Selected excerpt =>

Well, they’re vertical lines. Or horizontal lines. Whatever’s perpendicular to how you started. They start at the quartile lines. Should they go to the maximum or minimum data points?

Maybe. Maximum and minimum data are neat, yes. But they’re also suspect. They’re extremes. They’re not quite reliable. If you went back to the same source of data, and collected it again, you’d get about the same median, and the same first and third quartile. You’d get different minimums and maximums, though. Often crazily different. Still, if you want to understand the data you did get, it’s hard to ignore that this is the data you have. So one choice for representing these is to just use the maximum and minimum points. Draw the whiskers out to the maximum and minimum, and then add a little cross bar or a circle at the end. This makes clear you meant the line to end there, rather than that your ink ran out. (Making a figure safe against misprinting is one of the understated essentials of good visualization.)

But again, the very highest and lowest data may be flukes. So we could look at other, more stable endpoints for the whiskers. The point of this is to show the range of what we believe most data points are. There are different ways to do this. There’s not one that’s always right. It’s important, when showing a box-and-whisker plot, to explain how far out the whiskers go.

Rows from a pointing dataset:

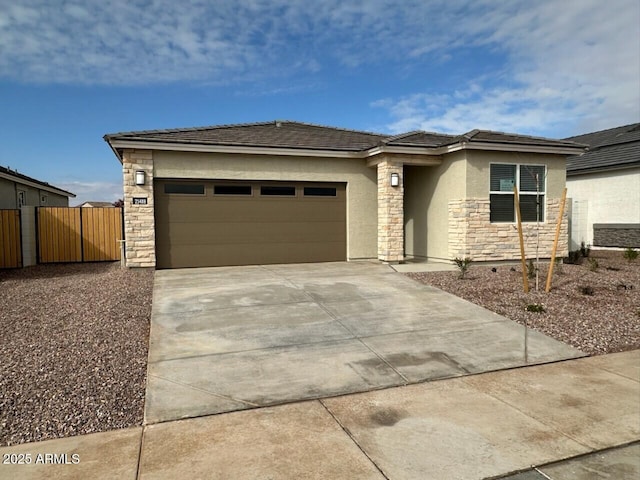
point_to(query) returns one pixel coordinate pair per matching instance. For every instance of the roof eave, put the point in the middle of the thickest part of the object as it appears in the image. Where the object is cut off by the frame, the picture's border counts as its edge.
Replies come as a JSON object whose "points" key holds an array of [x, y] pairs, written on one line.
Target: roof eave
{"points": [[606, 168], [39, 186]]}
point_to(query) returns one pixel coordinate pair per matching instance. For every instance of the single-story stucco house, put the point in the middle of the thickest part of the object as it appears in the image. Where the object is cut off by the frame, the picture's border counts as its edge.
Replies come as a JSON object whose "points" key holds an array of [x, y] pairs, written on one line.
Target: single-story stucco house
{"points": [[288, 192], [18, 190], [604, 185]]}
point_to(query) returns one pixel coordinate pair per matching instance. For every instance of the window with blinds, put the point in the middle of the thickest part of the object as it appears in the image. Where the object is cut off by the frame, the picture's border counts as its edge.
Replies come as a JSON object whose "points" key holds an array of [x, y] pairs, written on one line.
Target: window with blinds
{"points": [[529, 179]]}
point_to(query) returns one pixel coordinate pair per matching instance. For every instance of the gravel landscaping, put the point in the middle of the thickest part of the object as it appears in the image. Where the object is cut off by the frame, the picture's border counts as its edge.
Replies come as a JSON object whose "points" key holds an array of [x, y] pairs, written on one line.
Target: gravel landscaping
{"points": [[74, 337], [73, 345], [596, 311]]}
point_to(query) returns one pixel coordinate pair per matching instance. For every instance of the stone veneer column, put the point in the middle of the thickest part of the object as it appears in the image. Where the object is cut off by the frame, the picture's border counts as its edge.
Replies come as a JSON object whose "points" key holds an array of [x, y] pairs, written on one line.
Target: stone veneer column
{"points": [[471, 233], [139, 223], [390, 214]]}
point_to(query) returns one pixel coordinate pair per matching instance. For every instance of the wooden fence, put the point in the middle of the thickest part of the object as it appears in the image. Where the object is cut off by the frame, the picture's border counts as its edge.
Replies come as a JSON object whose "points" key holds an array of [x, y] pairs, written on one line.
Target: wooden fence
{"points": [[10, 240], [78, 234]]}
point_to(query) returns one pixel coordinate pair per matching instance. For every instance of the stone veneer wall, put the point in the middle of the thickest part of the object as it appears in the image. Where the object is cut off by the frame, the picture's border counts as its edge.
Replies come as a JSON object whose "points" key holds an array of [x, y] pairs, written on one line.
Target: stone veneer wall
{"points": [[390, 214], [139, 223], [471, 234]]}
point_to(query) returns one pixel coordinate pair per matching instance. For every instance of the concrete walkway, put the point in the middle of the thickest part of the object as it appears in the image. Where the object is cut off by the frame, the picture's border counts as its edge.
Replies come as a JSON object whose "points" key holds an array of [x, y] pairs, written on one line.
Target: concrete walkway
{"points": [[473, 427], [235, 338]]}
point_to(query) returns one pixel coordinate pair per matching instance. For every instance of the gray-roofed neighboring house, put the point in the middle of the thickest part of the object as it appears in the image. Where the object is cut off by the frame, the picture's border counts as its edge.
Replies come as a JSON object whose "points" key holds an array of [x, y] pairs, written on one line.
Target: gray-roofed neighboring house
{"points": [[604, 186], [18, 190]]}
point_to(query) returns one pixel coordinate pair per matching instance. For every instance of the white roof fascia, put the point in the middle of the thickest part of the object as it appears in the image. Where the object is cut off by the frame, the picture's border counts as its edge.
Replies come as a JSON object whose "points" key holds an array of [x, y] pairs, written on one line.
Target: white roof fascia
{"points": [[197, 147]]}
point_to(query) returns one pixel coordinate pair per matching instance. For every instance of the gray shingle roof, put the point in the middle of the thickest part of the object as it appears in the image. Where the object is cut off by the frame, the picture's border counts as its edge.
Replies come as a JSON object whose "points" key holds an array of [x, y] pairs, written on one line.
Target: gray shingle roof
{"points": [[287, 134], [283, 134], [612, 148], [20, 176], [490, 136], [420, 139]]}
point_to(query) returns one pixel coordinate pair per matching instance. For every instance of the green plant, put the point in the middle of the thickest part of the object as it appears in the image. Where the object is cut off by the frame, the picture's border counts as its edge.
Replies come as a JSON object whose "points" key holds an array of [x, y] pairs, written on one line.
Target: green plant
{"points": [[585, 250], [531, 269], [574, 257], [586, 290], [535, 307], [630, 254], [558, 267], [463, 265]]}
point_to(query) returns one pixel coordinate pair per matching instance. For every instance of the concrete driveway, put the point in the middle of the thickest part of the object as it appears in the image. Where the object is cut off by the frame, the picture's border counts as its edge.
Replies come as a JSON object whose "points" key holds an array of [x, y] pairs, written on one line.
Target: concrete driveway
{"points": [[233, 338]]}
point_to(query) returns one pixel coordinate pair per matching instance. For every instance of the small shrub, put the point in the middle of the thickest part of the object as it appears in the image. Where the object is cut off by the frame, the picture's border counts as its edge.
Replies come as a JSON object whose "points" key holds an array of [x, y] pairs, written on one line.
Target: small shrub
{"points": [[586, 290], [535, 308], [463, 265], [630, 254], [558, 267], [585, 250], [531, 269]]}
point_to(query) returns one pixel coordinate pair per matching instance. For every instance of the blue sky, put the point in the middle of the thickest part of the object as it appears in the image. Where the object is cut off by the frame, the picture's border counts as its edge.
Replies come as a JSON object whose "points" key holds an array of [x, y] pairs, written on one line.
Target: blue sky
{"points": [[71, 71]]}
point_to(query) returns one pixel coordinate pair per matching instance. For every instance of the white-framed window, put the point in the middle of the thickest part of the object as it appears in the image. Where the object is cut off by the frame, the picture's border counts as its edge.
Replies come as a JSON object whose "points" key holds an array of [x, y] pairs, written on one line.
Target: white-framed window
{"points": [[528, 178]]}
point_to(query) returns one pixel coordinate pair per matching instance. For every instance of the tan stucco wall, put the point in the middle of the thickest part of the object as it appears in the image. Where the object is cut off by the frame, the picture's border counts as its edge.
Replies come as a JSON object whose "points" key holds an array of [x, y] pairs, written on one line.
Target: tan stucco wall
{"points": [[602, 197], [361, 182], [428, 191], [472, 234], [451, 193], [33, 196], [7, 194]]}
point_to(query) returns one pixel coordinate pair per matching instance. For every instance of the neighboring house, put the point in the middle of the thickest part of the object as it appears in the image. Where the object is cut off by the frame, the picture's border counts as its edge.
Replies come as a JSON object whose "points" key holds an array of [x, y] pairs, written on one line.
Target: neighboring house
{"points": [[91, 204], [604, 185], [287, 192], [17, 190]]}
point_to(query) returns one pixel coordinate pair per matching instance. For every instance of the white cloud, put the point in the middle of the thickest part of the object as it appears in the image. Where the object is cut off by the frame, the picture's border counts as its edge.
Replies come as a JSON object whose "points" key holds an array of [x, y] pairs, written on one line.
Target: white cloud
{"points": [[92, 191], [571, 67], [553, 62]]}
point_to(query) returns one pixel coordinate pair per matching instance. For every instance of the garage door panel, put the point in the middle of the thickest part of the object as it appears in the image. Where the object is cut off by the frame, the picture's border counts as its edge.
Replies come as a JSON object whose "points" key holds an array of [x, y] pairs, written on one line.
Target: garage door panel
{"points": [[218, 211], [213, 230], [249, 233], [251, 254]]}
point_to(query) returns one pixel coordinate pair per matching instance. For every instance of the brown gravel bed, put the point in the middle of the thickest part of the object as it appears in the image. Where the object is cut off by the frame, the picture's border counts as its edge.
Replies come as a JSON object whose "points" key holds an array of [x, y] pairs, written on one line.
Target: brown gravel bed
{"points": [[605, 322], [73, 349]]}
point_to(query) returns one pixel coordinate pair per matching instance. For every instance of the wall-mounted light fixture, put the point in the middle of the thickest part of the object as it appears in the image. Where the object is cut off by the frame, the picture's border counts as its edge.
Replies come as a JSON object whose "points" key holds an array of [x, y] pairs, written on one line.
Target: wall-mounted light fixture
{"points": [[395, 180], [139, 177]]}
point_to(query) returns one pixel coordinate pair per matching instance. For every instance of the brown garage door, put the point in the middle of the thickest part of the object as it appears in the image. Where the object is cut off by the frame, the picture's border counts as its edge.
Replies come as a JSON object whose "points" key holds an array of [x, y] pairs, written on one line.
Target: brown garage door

What you will do =>
#1 Answer these from the box-and-whisker passage:
(a) At what lines do the whiskers start?
(b) What can be added at the end of whiskers drawn to the maximum and minimum?
(c) When showing a box-and-whisker plot, what is it important to explain?
#2 Transcribe the box-and-whisker passage between "Maybe. Maximum and" and "of good visualization.)", inclusive.
#3 Go on with the box-and-whisker passage from its last sentence.

Results =>
#1
(a) The quartile lines.
(b) A little cross bar or a circle.
(c) How far out the whiskers go.

#2
Maybe. Maximum and minimum data are neat, yes. But they’re also suspect. They’re extremes. They’re not quite reliable. If you went back to the same source of data, and collected it again, you’d get about the same median, and the same first and third quartile. You’d get different minimums and maximums, though. Often crazily different. Still, if you want to understand the data you did get, it’s hard to ignore that this is the data you have. So one choice for representing these is to just use the maximum and minimum points. Draw the whiskers out to the maximum and minimum, and then add a little cross bar or a circle at the end. This makes clear you meant the line to end there, rather than that your ink ran out. (Making a figure safe against misprinting is one of the understated essentials of good visualization.)

#3
Tukey’s original idea, for example, was to extend the whiskers based on the interquartile range. This is the difference between the third quartile and the first quartile. Like, just subtraction. Find a number that’s one-and-a-half times the interquartile range above the third quartile. The upper whisker goes to the data point that’s closest to that boundary without going over. This might well be the maximum already. The other number is the one that’s the first quartile minus one-and-a-halt times the interquartile range. The lower whisker goes to the data point that’s closest to that boundary without falling underneath it. And this might be the minimum. It depends how the data’s distributed. The upper whisker and the lower whisker aren’t guaranteed to be the same lengths. If there are data outside these whisker ranges, mark them with dots or x’s or something else easy to spot. There’ll typically be only a few of these.

But you can use other rules too. Again as long as you are clear about what they represent. The whiskers might go out, for example, to particular percentiles. Or might reach out a certain number of standard deviations from the mean.

The point of doing this box-and-whisker plot is to show where half the data are. That’s inside the box. And where the rest of the non-fluke data is. That’s the whiskers. And the flukes, those are the odd little dots left outside the whiskers. And it doesn’t take any deep calculations. You need to sort the data in ascending order. You need to count how many data points there are, to find the median and the first and third quartiles. (You might have to do addition and division. If you have, for example, twelve distinct data points, then the median is the arithmetic mean of the sixth and seventh values. The first quartile is the arithmetic mean of the third and fourth values. The third quartile is the arithmetic mean of the ninth and tenth values.) You (might) need to subtract, to find the interquartile range. And multiply that by one and a half, and add or subtract that from the quartiles.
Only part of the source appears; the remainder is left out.